- **SELECTED EXTRACT**:
►
Re: Quorum commit for multiple synchronous replication.

From: Masahiko Sawada <sawada(dot)mshk(at)gmail(dot)com>
To: Michael Paquier <michael(dot)paquier(at)gmail(dot)com>
Cc: Robert Haas <robertmhaas(at)gmail(dot)com>, Petr Jelinek <petr(at)2ndquadrant(dot)com>, Vik Fearing <vik(at)2ndquadrant(dot)fr>, Simon Riggs <simon(at)2ndquadrant(dot)com>, Josh Berkus <josh(at)agliodbs(dot)com>, Fujii Masao <masao(dot)fujii(at)gmail(dot)com>, PostgreSQL-development <pgsql-hackers(at)postgresql(dot)org>
Subject: Re: Quorum commit for multiple synchronous replication.
Date: 2016-11-07 15:25:24
Message-ID: CAD21AoC9ZgYEJpw+75AJPM_NUbfqmSeG8q2EMP5ubKHM9dJ-zg@mail.gmail.com
Views: Raw Message | Whole Thread | Download mbox | Resend email
Thread:
Lists: pgsql-hackers

On Tue, Oct 25, 2016 at 10:35 PM, Michael Paquier
<michael(dot)paquier(at)gmail(dot)com> wrote:
> On Mon, Oct 17, 2016 at 4:00 PM, Masahiko Sawada <sawada(dot)mshk(at)gmail(dot)com> wrote:
>> Attached latest patch.
>> Please review it.
>
> Okay, so let's move on with this patch...

Thank you for reviewing this patch.

> + <para>
> + The keyword <literal>ANY</> is omissible, but note that there is
> + not compatibility between <productname>PostgreSQL</> version 10 and
> + 9.6 or before. For example, <literal>1 (s1, s2)</> is the same as the
> + configuration with <literal>FIRST</> and <replaceable
> class="parameter">
> + num_sync</replaceable> equal to 1 in <productname>PostgreSQL</> 9.6
> + or before. On the other hand, It's the same as the configuration with
> + <literal>ANY</> and <replaceable
> class="parameter">num_sync</> equal to
> + 1 in <productname>PostgreSQL</> 10 or later.
> + </para>
> This paragraph could be reworded:
> If FIRST or ANY are not specified, this parameter behaves as ANY. Note
> that this grammar is incompatible with PostgreSQL 9.6, where no
> keyword specified is equivalent as if FIRST was specified.
> In short, there is no real need to specify num_sync as this behavior
> does not have changed, as well as it is not necessary to mention
> pre-9.6 versions as the multi-sync grammar has been added in 9.6.

Fixed.

> - Specifying more than one standby name can allow very high availability.
> Why removing this sentence?
>
> + The keyword <literal>ANY</>, coupeld with an interger number N,
> s/coupeld/coupled/ and s/interger/integer/, for a double hit in one
> line, still...
>
> + The keyword <literal>ANY</>, coupeld with an interger number N,
> + chooses N standbys in a set of standbys with the same, lowest,
> + priority and makes transaction commit when WAL records are received
> + those N standbys.
◄
- **SUPPLIED INFORMATION**:
►
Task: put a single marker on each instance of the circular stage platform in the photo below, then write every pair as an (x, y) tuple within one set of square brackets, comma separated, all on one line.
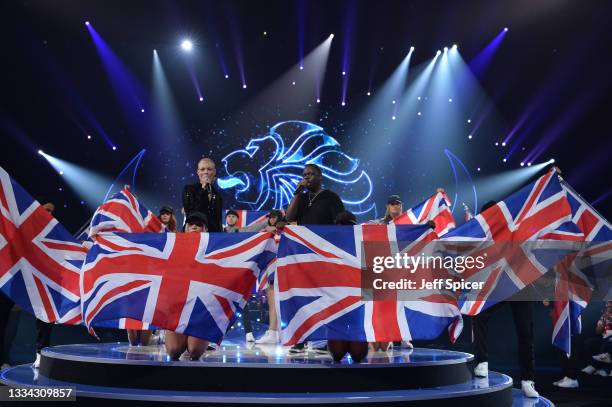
[(264, 374)]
◄
- **THE TASKS**:
**1.** Set down, word for word, the passage of the message above on quorum commit for synchronous replication, starting with "On Tue, Oct" and going on through "with this patch...".
**2.** Resume the message above on quorum commit for synchronous replication, writing on from the point at which it stops.

- **OUTPUTS**:
**1.**
On Tue, Oct 25, 2016 at 10:35 PM, Michael Paquier
<michael(dot)paquier(at)gmail(dot)com> wrote:
> On Mon, Oct 17, 2016 at 4:00 PM, Masahiko Sawada <sawada(dot)mshk(at)gmail(dot)com> wrote:
>> Attached latest patch.
>> Please review it.
>
> Okay, so let's move on with this patch...

**2.**
> This could be reworded more simply, for example: The keyword ANY,
> coupled with an integer number N, makes transaction commits wait until
> WAL records are received from N connected standbys among those defined
> in the list of synchronous_standby_names.
>
> + <literal>s2</> and <literal>s3</> wil be considered as synchronous standby
> s/wil/will/
>
> + when standby is considered as a condidate of quorum commit.</entry>
> s/condidate/candidate/
>
> [... stopping here ...] Please be more careful with the documentation
> and comment grammar. There are other things in the patch..

I fix some typo as much as I found.

> A bunch of comments at the top of syncrep.c need to be updated.
>
> +extern List *SyncRepGetSyncStandbysPriority(bool *am_sync);
> +extern List *SyncRepGetSyncStandbysQuorum(bool *am_sync);
> Those two should be static routines in syncrep.c, let's keep the whole
> logic about quorum and higher-priority definition only there and not
> bother the callers of them about that.

Fixed.

> + if (SyncRepConfig->sync_method == SYNC_REP_PRIORITY)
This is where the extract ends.